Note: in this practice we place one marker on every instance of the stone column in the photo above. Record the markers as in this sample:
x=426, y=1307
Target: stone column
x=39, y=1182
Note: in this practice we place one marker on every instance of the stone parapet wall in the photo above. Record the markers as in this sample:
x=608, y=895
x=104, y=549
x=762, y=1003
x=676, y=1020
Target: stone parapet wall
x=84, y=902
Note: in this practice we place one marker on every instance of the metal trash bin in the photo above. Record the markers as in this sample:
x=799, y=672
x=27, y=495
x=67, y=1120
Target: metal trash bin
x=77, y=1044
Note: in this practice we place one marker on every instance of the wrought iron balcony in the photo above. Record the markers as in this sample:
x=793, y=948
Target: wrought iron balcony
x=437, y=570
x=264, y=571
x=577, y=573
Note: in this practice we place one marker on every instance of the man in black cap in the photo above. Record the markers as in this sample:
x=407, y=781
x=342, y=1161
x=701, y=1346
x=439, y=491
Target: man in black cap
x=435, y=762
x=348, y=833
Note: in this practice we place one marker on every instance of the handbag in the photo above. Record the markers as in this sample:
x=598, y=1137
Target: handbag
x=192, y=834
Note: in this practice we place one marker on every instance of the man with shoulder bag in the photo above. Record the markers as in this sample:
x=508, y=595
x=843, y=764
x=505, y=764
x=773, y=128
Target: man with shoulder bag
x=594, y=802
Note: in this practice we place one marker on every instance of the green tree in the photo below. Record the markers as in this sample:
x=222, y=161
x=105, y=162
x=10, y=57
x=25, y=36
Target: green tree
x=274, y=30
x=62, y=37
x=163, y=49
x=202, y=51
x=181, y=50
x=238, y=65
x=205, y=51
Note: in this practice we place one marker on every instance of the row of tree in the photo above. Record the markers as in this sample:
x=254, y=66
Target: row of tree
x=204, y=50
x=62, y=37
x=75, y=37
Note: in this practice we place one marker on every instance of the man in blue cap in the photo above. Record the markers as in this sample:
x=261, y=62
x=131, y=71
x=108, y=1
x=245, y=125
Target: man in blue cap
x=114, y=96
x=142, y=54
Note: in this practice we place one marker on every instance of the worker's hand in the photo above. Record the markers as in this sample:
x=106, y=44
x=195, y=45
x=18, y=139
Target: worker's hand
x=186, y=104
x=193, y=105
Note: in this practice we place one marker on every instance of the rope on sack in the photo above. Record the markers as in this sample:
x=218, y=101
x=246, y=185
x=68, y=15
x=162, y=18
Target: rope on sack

+--

ESERCIZIO SCRITTO => Ricopia integralmente l'elenco riportato sopra, riga per riga e senza alcuna modifica.

RISULTATO =>
Note: in this practice we place one marker on every instance of the stone column in the photo above. Record the markers as in this sample:
x=426, y=1307
Target: stone column
x=39, y=1182
Note: in this practice we place one marker on every instance of the stone parapet wall in the photo above. Record the markers as in this sample:
x=608, y=895
x=104, y=549
x=762, y=1003
x=676, y=1020
Target: stone parapet wall
x=84, y=902
Note: in this practice we place one marker on every instance of the metal trash bin in the photo above. Record the markers as in this sample:
x=799, y=672
x=27, y=495
x=67, y=1120
Target: metal trash bin
x=77, y=1044
Note: in this practice we place one marker on every instance of the wrought iron balcony in the photo above. Record the markers as in this sample:
x=793, y=948
Target: wrought iron balcony
x=437, y=570
x=264, y=571
x=577, y=573
Note: in this practice we place one marker on every instance of the man in black cap in the photo above. Record the markers as in this sample:
x=407, y=781
x=342, y=1161
x=701, y=1346
x=439, y=491
Target: man in black cap
x=435, y=762
x=348, y=833
Note: in this practice we place one marker on every instance of the handbag in the photo above. Record the markers as in this sample:
x=598, y=1137
Target: handbag
x=192, y=834
Note: in this practice we place one marker on every instance of the man with shoulder bag in the photo above. Record the markers as in this sample:
x=508, y=595
x=843, y=764
x=505, y=764
x=773, y=128
Target: man with shoulder bag
x=594, y=802
Note: in this practice we place one marker on every instance of the green tree in the photo below. Record the markers as in this sample:
x=222, y=161
x=105, y=162
x=10, y=57
x=25, y=36
Target: green tree
x=274, y=30
x=62, y=37
x=163, y=49
x=202, y=51
x=181, y=50
x=238, y=65
x=205, y=51
Note: in this practice we place one marker on every instance of the row of tree in the photo above. Record the markers as in this sample:
x=254, y=66
Target: row of tree
x=204, y=50
x=62, y=37
x=75, y=37
Note: in this practice we place one marker on every instance of the man in blue cap in the photo above. Record the markers as in this sample:
x=261, y=62
x=131, y=71
x=108, y=1
x=245, y=125
Target: man in blue cap
x=114, y=96
x=142, y=54
Note: in this practice we place one marker on every instance of the worker's hand in the photo above. Record the markers as in this sample:
x=106, y=44
x=195, y=45
x=18, y=139
Target: worker's hand
x=186, y=104
x=193, y=105
Note: in this practice we place one marker on every instance of the rope on sack in the photo above. Record the markers as in this sample:
x=218, y=101
x=246, y=185
x=68, y=15
x=162, y=18
Target: rope on sack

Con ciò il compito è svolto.